Demande écrite 1 =>
Donnez mot pour mot le passage de l'article sur Jerome Charyn qui va de « Dans son appartement » à « cette charge significative? ».
Demande écrite 2 =>
Renvoyez sans rien changer les lignes des enregistrements qui vont de la ligne contenant « cap, each point like » jusqu'à la fin des enregistrements, ces deux bornes comprises.

··· Article

Dans son appartement parisien, Jerome Charyn, l’écrivain new-yorkais de Marylin la dingue, Zyeux bleus, Kermesse à Manhattan, que sa ville habite même quand il n’y réside pas, ne veut pas écrire pour les journaux qui l’ont sollicité ces jours-ci: «Ecrire c’est fictionner, créer un effet, ma langue devient une arme, ce qu’elle n’est pas quand je parle. Dans l’écriture, je cherche les mots comme une musique. Et je ne veux pas utiliser une musique pour décrire la destruction.» Il préfère parler, sur le mode de la conversation qu’il termine par une embrassade. Besoin de chaleur.

Pourquoi New York porte-t-il cette charge significative?

······
··· Données à traiter

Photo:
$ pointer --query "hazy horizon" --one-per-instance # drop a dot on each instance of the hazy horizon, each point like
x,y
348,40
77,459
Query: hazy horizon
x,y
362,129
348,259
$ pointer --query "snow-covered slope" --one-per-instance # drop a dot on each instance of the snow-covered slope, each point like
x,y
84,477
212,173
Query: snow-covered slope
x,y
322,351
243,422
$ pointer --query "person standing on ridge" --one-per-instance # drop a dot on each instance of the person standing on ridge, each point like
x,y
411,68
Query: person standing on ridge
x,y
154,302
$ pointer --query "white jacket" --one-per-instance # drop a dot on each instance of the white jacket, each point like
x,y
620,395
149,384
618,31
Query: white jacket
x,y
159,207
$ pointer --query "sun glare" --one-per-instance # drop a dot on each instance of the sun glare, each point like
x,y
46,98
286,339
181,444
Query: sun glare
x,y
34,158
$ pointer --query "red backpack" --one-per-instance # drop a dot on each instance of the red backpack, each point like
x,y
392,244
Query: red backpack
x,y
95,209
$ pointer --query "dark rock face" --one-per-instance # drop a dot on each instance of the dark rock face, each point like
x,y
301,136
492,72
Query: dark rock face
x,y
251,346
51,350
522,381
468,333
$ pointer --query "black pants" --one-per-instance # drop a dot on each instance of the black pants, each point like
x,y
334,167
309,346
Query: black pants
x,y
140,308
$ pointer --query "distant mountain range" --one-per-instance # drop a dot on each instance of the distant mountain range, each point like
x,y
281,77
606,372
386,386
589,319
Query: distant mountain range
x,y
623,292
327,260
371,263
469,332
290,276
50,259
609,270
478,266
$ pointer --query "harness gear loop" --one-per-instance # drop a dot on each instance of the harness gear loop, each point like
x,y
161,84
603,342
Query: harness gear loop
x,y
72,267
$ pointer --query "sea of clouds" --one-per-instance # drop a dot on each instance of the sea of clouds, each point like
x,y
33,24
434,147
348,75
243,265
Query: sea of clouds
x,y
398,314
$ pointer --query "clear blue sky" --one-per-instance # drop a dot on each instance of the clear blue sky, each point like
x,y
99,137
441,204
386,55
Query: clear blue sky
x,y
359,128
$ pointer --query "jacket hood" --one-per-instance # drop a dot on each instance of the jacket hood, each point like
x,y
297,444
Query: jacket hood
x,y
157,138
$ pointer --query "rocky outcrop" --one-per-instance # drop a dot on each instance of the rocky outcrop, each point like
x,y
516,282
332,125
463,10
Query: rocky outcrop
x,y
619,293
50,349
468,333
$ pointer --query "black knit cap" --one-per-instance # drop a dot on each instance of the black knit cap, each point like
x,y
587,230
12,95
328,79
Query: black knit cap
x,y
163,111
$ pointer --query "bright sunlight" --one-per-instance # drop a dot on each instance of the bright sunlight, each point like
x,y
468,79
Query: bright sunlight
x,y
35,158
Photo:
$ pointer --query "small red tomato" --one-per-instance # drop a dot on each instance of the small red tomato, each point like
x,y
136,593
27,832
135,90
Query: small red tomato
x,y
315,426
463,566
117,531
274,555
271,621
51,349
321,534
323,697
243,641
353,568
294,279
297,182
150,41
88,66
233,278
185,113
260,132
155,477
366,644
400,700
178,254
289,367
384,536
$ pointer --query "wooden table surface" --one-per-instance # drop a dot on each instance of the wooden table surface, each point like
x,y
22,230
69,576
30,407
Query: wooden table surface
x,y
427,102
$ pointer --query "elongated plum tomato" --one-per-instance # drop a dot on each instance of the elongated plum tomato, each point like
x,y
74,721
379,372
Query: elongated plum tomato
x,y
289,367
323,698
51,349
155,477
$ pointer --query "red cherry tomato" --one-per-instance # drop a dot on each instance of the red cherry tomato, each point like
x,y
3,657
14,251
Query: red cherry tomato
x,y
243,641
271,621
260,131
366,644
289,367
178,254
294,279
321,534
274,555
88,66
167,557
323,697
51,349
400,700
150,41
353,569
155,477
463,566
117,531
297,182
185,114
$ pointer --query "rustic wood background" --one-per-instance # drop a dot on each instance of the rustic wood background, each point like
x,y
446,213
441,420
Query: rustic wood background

······

Réponse écrite 1 =>
Dans son appartement parisien, Jerome Charyn, l’écrivain new-yorkais de Marylin la dingue, Zyeux bleus, Kermesse à Manhattan, que sa ville habite même quand il n’y réside pas, ne veut pas écrire pour les journaux qui l’ont sollicité ces jours-ci: «Ecrire c’est fictionner, créer un effet, ma langue devient une arme, ce qu’elle n’est pas quand je parle. Dans l’écriture, je cherche les mots comme une musique. Et je ne veux pas utiliser une musique pour décrire la destruction.» Il préfère parler, sur le mode de la conversation qu’il termine par une embrassade. Besoin de chaleur.

Pourquoi New York porte-t-il cette charge significative?

Réponse écrite 2 =>
$ pointer --query "black knit cap" --one-per-instance # drop a dot on each instance of the black knit cap, each point like
x,y
587,230
12,95
328,79
Query: black knit cap
x,y
163,111
$ pointer --query "bright sunlight" --one-per-instance # drop a dot on each instance of the bright sunlight, each point like
x,y
468,79
Query: bright sunlight
x,y
35,158
Photo:
$ pointer --query "small red tomato" --one-per-instance # drop a dot on each instance of the small red tomato, each point like
x,y
136,593
27,832
135,90
Query: small red tomato
x,y
315,426
463,566
117,531
274,555
271,621
51,349
321,534
323,697
243,641
353,568
294,279
297,182
150,41
88,66
233,278
185,113
260,132
155,477
366,644
400,700
178,254
289,367
384,536
$ pointer --query "wooden table surface" --one-per-instance # drop a dot on each instance of the wooden table surface, each point like
x,y
22,230
69,576
30,407
Query: wooden table surface
x,y
427,102
$ pointer --query "elongated plum tomato" --one-per-instance # drop a dot on each instance of the elongated plum tomato, each point like
x,y
74,721
379,372
Query: elongated plum tomato
x,y
289,367
323,698
51,349
155,477
$ pointer --query "red cherry tomato" --one-per-instance # drop a dot on each instance of the red cherry tomato, each point like
x,y
3,657
14,251
Query: red cherry tomato
x,y
243,641
271,621
260,131
366,644
289,367
178,254
294,279
321,534
274,555
88,66
167,557
323,697
51,349
400,700
150,41
353,569
155,477
463,566
117,531
297,182
185,114
$ pointer --query "rustic wood background" --one-per-instance # drop a dot on each instance of the rustic wood background, each point like
x,y
446,213
441,420
Query: rustic wood background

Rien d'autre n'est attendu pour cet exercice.